■ **Task statement**
Revise the entries below by substituting "backing" for each occurrence of "underlay", keeping all other text unchanged.

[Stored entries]
++++

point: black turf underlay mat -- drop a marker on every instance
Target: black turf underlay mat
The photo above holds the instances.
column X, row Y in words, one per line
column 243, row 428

++++

■ **Reply**
point: black turf backing mat -- drop a marker on every instance
Target: black turf backing mat
The photo above holds the instances.
column X, row Y in words, one per line
column 243, row 428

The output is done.